▸ Aim:
Can you render the lines starting at the top of the rows and ending at the line containing "here is a sample" as a JSON list of strings, one string per line, with blank lines left out?

Data for this exercise start

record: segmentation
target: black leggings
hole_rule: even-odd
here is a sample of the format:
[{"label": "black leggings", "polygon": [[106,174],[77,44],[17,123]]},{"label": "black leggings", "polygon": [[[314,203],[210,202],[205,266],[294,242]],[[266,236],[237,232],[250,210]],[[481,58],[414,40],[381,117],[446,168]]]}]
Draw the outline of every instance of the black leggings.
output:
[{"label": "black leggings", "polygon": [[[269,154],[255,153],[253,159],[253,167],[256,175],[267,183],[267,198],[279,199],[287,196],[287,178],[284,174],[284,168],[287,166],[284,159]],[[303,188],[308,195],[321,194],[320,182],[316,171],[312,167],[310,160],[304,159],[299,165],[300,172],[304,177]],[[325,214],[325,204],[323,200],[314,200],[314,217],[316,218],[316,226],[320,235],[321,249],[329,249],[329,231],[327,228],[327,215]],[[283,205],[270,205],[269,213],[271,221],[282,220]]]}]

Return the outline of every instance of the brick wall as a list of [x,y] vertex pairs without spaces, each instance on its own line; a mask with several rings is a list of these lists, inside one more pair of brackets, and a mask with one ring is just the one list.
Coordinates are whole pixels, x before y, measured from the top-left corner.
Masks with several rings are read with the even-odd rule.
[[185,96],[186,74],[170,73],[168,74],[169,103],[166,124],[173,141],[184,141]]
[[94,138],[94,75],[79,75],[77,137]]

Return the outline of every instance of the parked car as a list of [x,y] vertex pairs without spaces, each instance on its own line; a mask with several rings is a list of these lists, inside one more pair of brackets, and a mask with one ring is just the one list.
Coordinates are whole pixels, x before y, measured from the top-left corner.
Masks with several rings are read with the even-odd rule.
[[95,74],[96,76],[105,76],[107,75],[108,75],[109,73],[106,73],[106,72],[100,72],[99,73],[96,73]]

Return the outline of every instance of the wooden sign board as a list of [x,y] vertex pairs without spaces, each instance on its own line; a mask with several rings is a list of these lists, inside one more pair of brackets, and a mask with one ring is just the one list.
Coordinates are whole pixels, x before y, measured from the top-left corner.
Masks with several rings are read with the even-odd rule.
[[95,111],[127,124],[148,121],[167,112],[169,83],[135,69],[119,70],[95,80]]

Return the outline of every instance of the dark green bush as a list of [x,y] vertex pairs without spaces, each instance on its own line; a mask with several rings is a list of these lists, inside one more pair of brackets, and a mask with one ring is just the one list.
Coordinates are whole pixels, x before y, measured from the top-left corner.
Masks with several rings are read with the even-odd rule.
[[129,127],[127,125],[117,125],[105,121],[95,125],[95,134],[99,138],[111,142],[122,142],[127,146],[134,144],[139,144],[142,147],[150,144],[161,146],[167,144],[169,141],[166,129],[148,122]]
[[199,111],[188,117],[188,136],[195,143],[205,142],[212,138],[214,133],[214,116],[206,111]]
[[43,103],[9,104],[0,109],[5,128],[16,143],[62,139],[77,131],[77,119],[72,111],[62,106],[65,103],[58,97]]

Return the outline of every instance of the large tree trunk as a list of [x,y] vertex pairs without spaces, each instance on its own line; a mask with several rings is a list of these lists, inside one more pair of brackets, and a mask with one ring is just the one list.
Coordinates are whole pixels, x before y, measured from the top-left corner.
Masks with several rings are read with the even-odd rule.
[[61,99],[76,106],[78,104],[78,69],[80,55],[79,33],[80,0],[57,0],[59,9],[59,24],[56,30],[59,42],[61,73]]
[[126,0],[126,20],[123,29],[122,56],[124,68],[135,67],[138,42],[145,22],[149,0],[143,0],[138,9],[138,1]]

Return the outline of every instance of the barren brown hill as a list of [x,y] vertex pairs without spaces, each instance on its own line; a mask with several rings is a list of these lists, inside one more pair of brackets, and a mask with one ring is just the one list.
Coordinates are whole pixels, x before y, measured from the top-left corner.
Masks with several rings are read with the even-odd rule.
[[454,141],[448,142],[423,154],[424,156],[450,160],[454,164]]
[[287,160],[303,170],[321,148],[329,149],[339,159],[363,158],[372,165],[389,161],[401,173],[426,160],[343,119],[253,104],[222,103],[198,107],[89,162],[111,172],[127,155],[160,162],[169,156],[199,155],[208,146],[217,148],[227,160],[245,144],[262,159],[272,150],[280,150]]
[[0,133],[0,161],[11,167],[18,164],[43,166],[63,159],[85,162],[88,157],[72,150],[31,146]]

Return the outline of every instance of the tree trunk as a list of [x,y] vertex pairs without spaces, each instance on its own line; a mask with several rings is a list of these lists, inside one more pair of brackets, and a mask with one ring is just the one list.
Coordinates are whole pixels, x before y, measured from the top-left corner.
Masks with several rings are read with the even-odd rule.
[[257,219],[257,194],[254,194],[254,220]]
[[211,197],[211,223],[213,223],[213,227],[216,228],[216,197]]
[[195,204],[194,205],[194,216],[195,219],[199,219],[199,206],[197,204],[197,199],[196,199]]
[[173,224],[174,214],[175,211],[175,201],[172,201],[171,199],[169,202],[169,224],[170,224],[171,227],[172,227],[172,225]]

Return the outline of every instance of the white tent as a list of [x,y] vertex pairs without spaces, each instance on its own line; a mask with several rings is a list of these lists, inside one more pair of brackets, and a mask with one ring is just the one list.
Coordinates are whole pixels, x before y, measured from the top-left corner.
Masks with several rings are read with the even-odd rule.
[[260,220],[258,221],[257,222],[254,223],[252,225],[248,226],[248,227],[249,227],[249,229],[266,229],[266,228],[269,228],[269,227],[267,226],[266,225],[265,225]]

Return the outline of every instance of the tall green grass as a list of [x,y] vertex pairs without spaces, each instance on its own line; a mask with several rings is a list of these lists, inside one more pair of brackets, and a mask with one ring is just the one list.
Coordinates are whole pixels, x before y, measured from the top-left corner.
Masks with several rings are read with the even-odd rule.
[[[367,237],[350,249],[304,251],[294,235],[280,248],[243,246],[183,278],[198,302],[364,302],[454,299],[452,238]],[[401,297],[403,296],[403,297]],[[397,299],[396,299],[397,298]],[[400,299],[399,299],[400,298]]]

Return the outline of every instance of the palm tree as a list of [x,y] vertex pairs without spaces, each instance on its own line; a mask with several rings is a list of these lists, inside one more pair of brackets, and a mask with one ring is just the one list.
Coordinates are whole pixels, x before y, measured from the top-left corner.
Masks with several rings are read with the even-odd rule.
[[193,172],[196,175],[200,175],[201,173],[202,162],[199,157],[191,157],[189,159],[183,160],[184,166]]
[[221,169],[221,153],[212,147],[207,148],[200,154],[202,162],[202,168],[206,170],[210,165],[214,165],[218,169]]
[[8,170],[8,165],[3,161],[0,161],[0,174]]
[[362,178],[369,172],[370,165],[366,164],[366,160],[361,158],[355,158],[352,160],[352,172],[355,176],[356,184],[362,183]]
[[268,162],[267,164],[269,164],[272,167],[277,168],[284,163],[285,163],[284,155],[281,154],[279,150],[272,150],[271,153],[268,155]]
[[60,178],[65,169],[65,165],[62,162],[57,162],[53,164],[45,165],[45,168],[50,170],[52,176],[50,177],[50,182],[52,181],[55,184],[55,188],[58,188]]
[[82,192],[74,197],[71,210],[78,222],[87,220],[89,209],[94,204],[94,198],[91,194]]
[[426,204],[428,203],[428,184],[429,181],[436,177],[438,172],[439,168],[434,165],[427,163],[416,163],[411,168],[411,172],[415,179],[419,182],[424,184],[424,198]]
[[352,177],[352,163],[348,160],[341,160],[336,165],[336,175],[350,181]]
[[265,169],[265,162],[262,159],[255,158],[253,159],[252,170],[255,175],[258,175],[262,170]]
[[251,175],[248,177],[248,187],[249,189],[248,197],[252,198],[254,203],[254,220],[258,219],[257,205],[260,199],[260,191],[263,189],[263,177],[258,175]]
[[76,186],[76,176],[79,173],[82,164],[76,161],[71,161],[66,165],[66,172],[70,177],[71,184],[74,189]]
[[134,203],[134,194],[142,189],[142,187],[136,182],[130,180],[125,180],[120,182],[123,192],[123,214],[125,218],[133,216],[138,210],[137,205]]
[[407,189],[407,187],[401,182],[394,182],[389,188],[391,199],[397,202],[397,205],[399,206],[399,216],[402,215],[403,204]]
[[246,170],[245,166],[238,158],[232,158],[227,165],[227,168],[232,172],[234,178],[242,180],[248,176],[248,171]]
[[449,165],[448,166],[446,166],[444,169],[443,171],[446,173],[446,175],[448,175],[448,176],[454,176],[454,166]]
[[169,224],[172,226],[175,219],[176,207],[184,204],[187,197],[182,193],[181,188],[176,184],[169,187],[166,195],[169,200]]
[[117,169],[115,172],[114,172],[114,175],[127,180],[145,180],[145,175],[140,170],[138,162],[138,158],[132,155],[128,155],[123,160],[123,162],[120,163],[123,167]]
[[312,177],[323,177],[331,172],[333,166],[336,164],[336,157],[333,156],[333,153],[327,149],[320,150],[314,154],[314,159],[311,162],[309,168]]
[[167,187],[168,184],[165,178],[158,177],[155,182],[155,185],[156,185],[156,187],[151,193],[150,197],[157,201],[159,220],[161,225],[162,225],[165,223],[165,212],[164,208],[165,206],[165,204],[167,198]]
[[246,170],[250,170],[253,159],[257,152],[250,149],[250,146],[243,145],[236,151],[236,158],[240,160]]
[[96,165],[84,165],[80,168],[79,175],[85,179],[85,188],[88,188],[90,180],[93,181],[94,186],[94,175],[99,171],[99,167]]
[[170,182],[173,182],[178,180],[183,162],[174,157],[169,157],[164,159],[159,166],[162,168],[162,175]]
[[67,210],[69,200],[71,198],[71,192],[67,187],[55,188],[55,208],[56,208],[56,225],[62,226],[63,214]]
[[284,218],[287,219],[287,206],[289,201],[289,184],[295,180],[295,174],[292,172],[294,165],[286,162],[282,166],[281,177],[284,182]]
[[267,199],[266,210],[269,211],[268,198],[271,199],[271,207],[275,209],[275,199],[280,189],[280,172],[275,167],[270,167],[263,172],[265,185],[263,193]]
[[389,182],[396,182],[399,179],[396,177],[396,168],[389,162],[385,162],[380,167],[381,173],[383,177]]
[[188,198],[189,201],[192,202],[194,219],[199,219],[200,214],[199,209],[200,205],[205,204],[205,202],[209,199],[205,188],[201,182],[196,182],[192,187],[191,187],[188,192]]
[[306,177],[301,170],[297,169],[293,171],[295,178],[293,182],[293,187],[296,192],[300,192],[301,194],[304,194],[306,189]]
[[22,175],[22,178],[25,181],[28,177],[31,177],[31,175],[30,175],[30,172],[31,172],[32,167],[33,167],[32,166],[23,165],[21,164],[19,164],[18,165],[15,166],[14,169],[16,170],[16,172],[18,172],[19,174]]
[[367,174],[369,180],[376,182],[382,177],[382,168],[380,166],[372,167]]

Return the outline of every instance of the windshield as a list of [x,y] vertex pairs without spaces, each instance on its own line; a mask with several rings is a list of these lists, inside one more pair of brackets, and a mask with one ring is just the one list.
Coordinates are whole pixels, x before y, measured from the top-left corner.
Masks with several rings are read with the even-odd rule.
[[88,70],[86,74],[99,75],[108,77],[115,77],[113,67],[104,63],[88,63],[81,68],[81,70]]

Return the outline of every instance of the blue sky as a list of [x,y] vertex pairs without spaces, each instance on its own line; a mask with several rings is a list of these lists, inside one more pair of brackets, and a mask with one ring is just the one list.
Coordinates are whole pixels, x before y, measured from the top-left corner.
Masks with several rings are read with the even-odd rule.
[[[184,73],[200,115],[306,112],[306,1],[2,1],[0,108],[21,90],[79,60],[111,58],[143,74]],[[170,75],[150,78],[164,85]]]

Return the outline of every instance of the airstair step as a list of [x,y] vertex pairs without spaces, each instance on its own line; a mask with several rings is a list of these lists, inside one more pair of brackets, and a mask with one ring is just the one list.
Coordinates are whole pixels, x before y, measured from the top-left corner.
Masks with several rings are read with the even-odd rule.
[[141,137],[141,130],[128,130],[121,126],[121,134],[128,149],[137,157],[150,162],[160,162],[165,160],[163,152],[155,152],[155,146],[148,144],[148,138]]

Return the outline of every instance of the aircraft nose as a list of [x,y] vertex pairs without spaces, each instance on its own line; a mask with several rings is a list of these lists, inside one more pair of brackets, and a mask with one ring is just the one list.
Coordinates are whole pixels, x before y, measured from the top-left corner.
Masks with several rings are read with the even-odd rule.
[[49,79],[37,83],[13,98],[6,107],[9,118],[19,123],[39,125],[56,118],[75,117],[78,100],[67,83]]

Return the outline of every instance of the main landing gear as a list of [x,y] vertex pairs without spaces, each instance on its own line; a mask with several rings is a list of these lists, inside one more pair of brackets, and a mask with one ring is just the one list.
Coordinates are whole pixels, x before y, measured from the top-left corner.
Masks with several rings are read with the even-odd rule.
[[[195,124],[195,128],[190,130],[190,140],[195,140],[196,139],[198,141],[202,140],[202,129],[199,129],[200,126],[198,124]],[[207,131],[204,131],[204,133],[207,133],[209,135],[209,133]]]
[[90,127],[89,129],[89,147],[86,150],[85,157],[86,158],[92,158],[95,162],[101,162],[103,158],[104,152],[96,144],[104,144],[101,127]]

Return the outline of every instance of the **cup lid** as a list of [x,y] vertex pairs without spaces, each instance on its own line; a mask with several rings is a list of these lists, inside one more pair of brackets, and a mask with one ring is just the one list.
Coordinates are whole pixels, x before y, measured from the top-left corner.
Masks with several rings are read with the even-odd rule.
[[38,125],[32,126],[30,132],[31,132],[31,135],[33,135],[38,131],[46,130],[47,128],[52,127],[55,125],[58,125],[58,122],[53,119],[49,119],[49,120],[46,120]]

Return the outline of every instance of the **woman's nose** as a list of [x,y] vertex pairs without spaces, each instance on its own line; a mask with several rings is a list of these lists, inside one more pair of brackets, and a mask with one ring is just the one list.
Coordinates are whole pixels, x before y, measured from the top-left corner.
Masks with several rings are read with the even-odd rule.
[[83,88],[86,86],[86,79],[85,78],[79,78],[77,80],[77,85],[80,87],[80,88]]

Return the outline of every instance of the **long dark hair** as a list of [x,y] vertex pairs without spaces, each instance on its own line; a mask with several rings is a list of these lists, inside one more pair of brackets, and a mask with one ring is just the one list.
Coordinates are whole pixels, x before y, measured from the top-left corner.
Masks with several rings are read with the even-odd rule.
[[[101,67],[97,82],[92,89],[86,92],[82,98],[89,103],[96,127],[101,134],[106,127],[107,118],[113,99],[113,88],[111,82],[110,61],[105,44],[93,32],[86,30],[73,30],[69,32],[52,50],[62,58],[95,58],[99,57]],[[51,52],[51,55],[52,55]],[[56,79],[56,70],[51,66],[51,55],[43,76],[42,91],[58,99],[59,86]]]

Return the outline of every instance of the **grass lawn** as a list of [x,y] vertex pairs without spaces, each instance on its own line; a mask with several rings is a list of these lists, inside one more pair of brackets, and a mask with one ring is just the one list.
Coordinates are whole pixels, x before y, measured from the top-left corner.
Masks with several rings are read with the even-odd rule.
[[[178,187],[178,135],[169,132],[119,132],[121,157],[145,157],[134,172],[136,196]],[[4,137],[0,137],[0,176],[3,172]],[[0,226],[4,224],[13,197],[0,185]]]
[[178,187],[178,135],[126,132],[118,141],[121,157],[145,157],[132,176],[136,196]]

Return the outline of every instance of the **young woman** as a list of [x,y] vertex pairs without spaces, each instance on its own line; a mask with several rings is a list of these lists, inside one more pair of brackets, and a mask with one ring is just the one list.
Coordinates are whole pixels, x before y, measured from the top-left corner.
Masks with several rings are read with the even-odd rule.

Data for this exercise end

▸ Exercise answer:
[
  "record: segmentation",
  "target: black leggings",
  "hole_rule: even-odd",
  "here is a sample of the format:"
]